DOCUMENT PASSAGE:
%%
8 pm - Also with EHN in the room, I remember screaming at Kevin that I couldn’t do this anymore and that I couldn’t handle the pain that was happening (with the baby being posterior). In my mind, I was ready to settle for a c-section, just to get her born. The pain was that intense. EHN suggested that I could try some staidol to alleviate the pain, and then some pitocin to make the contractions more intense. I didn’t want the pitocin because I knew the contractions would hurt like crazy. But, since it’s standard practice to give OB patients pitocin after labor anyway, in order to help the uterus contract back to normal faster, I decided to go ahead and have just a bit. My OB was also there at the time and told me, “We don’t have to give you too much, just enough to make those contractions come more regularly.”
So, he checked me before all these things happened, and I was still only at maybe 7-8 cm. And I started screaming at EHN to take the monitors off of me and to get away from me.. I begged for an epidural at that point. I’m pretty sure I wanted to rip my IV off too.. all of that is foggy because of the staidol.
And then, I needed to push.
%%
DATASET EXCERPTS:
%%
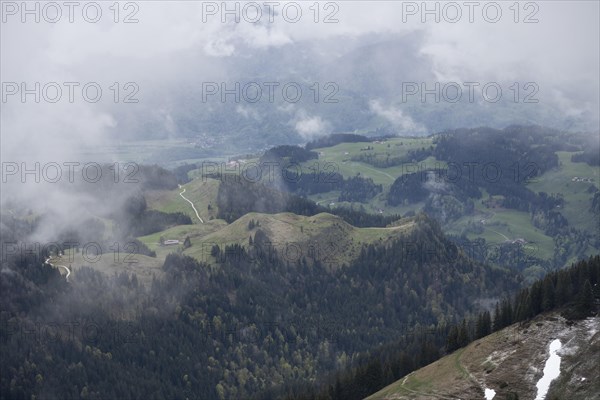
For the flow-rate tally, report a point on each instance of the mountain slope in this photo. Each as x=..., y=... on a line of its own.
x=511, y=361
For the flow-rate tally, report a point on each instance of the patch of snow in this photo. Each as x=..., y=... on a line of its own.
x=551, y=370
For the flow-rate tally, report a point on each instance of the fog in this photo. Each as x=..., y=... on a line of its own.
x=175, y=48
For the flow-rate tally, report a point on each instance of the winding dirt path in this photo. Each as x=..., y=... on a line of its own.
x=192, y=204
x=59, y=266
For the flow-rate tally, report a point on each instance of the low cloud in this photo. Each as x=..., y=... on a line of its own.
x=395, y=116
x=311, y=126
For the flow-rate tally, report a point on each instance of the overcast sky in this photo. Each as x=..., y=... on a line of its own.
x=175, y=43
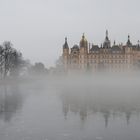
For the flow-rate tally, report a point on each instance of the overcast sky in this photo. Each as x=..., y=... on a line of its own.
x=38, y=27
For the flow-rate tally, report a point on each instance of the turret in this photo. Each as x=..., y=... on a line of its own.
x=65, y=54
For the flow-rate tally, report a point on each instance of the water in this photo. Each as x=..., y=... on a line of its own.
x=70, y=110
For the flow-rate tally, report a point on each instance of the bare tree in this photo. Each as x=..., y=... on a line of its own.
x=10, y=60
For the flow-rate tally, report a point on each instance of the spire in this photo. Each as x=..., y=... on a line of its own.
x=65, y=39
x=129, y=42
x=138, y=43
x=114, y=42
x=83, y=35
x=66, y=43
x=89, y=46
x=106, y=38
x=106, y=33
x=83, y=42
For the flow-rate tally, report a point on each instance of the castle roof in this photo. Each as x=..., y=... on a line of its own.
x=95, y=48
x=116, y=48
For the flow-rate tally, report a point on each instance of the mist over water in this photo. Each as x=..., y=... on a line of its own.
x=71, y=107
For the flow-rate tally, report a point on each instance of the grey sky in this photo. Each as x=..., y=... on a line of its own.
x=38, y=27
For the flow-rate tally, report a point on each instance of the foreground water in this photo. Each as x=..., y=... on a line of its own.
x=82, y=109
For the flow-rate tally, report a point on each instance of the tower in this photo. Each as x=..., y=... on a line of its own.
x=65, y=54
x=83, y=57
x=106, y=43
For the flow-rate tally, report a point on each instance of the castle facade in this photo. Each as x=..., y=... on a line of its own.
x=107, y=57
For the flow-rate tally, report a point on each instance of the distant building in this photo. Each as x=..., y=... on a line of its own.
x=107, y=57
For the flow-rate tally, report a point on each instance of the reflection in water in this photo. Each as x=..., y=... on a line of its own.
x=10, y=101
x=102, y=102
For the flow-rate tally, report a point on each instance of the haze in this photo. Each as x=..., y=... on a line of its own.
x=38, y=27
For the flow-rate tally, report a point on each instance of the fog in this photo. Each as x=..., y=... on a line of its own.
x=40, y=26
x=69, y=107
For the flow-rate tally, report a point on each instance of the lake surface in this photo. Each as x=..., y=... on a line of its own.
x=71, y=110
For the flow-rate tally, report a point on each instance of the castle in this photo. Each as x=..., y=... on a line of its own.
x=107, y=57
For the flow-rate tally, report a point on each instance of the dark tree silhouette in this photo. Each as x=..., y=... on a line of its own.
x=10, y=60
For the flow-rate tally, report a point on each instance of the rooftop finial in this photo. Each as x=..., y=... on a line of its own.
x=114, y=42
x=65, y=39
x=83, y=35
x=138, y=43
x=128, y=37
x=106, y=33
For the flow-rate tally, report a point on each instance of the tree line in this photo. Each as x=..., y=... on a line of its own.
x=11, y=60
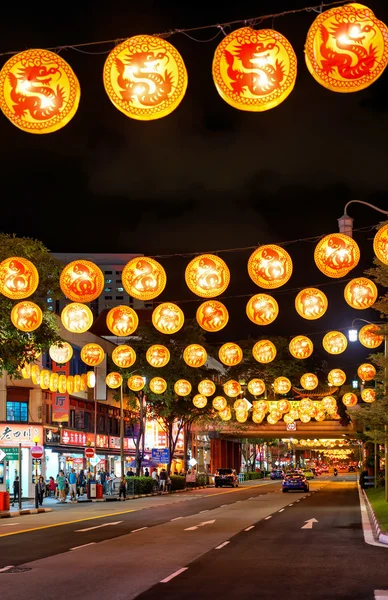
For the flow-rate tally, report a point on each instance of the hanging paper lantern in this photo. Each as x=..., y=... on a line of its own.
x=145, y=77
x=158, y=355
x=206, y=387
x=254, y=70
x=77, y=317
x=230, y=354
x=195, y=355
x=346, y=48
x=368, y=336
x=264, y=351
x=19, y=278
x=270, y=266
x=380, y=244
x=61, y=352
x=335, y=342
x=168, y=318
x=212, y=315
x=39, y=92
x=309, y=381
x=366, y=372
x=361, y=293
x=26, y=316
x=124, y=356
x=122, y=320
x=336, y=255
x=182, y=387
x=301, y=347
x=262, y=309
x=311, y=303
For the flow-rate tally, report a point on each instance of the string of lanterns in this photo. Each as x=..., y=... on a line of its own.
x=145, y=77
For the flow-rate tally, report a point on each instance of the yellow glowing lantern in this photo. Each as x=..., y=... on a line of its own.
x=26, y=316
x=270, y=266
x=336, y=255
x=366, y=372
x=264, y=351
x=182, y=387
x=262, y=309
x=92, y=354
x=232, y=388
x=206, y=387
x=39, y=92
x=380, y=244
x=157, y=355
x=282, y=385
x=168, y=318
x=61, y=352
x=144, y=278
x=301, y=347
x=19, y=278
x=113, y=380
x=256, y=387
x=309, y=381
x=122, y=320
x=145, y=77
x=124, y=356
x=369, y=337
x=195, y=355
x=207, y=276
x=311, y=303
x=347, y=48
x=212, y=315
x=336, y=377
x=335, y=342
x=230, y=354
x=77, y=317
x=254, y=70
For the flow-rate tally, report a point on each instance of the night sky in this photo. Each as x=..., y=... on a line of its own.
x=205, y=178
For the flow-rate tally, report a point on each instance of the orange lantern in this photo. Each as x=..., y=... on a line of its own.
x=262, y=309
x=26, y=316
x=207, y=276
x=122, y=320
x=92, y=354
x=182, y=387
x=82, y=281
x=168, y=318
x=195, y=355
x=264, y=351
x=270, y=266
x=380, y=244
x=346, y=48
x=336, y=255
x=311, y=303
x=360, y=293
x=158, y=355
x=61, y=352
x=301, y=347
x=158, y=385
x=366, y=372
x=368, y=336
x=212, y=315
x=39, y=92
x=335, y=342
x=19, y=278
x=144, y=278
x=254, y=70
x=124, y=356
x=145, y=77
x=77, y=317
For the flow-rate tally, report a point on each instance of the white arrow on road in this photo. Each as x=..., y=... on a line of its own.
x=309, y=524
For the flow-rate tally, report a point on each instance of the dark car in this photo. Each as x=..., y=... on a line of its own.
x=226, y=477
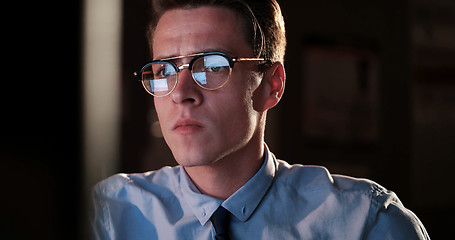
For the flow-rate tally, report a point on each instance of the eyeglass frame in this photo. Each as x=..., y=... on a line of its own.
x=189, y=66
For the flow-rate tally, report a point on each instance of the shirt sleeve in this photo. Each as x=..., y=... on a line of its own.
x=99, y=229
x=394, y=221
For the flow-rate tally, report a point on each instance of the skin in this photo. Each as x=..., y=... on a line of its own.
x=217, y=136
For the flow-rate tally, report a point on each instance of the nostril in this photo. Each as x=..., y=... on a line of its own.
x=189, y=100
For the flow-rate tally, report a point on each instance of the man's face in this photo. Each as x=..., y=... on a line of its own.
x=202, y=126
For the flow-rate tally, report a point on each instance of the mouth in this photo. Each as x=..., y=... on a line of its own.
x=187, y=126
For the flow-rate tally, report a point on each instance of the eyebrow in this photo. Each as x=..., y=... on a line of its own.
x=208, y=50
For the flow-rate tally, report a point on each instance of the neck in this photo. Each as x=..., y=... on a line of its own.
x=224, y=177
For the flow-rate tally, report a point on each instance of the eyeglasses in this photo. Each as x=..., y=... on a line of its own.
x=210, y=71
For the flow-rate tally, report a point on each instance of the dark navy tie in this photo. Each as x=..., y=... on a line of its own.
x=220, y=220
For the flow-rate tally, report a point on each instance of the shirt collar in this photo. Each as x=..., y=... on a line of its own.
x=241, y=204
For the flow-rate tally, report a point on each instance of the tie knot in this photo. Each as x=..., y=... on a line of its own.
x=220, y=220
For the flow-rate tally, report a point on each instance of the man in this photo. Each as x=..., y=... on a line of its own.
x=217, y=70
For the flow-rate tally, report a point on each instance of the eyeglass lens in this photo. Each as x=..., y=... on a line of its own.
x=210, y=72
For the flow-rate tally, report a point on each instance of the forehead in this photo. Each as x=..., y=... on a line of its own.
x=194, y=30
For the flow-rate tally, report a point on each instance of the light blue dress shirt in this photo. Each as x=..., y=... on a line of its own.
x=281, y=201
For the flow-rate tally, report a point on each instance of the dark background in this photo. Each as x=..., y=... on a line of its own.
x=412, y=153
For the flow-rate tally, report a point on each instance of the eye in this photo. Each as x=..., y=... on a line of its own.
x=163, y=70
x=216, y=68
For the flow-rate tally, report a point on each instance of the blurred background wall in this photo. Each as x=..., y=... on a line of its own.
x=370, y=93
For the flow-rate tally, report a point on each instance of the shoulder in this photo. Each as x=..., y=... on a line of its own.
x=308, y=177
x=120, y=185
x=384, y=215
x=303, y=179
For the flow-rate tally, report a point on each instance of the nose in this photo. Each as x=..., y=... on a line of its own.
x=186, y=91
%%
PROBLEMS AND TASKS:
1. Answer these from the labor account:
(a) What did EHN suggest to ease the pain?
(b) How many centimeters dilated was the writer when checked?
(c) What did the writer beg for after screaming at EHN to take the monitors off?
2. In the labor account, shorten the paragraph that starts "8 pm - Also with EHN in the room" and keep its main facts.
3. Continue the labor account after its last line.

SOLVED TASKS:
1.
(a) Some staidol for the pain, and then some pitocin to make the contractions more intense.
(b) Maybe 7-8 cm.
(c) An epidural.

2. At 8 pm, with EHN in the room, I screamed at Kevin that I couldn't handle the pain from the baby being posterior. I was ready to settle for a c-section. EHN suggested staidol for the pain and then pitocin to make the contractions stronger. I didn't want pitocin because of how much the contractions would hurt. But OB patients get it after labor anyway to help the uterus contract back, so I agreed to a little. My OB said they only needed to give enough to make the contractions more regular.

3.
Let me interject here to tell you all what a superstar husband Kevin is – he deflected all the texts and calls, he ran out of phone battery trying to get everyone up to the hospital when needed, and most importantly, he was the best labor coach I could have ever asked for. All those intense contractions and times when I didn’t think I could even breathe on my own, and he was there holding my hand and breathing with me. Sometimes I think he was more tired than I was at the end. I had to go through physical pain, but he had to endure the emotional pain of watching me in pain. There were many times when I wanted to give up, and the only thing stopping me was Kevin. If he hadn’t encouraged me and cheered me on and prayed with me, I definitely would have ended up with that c-section. Instead…
8:30 pm – Things got really interesting in the room; all the table setting up and taking down and nursery nurses entering and people trying to get me fully dilated. I pushed my way into 10 cm and then my OB took over. I forgot how to push. My OB helped me push. Kevin helped me breathe. I got into a position that was comfortable for me (forget grabbing my legs and laying on my back). After a few pushes, my OB said to wait while he got the cord untangled from her neck. And then, I looked down and saw her head.
8:41 pm – Karis Mercy Grubbs was born. 20 inches long, 6 pounds and 13 ounces big. The first thing I noticed about her wasn’t how big she was but how loud her scream was. It was a beautiful sound. She looked so purple but her apgar scores were 8 and then 9 (at 10 mins.) Kevin and I cried and kissed and then he got on the phone – my parents and our kids were just downstairs; they had brought Kevin’s phone charger just a few minutes before. The OB’s first words were, “She looks like her sisters!” and boy does she ever. And, then he prayed with us before he left the hospital that night.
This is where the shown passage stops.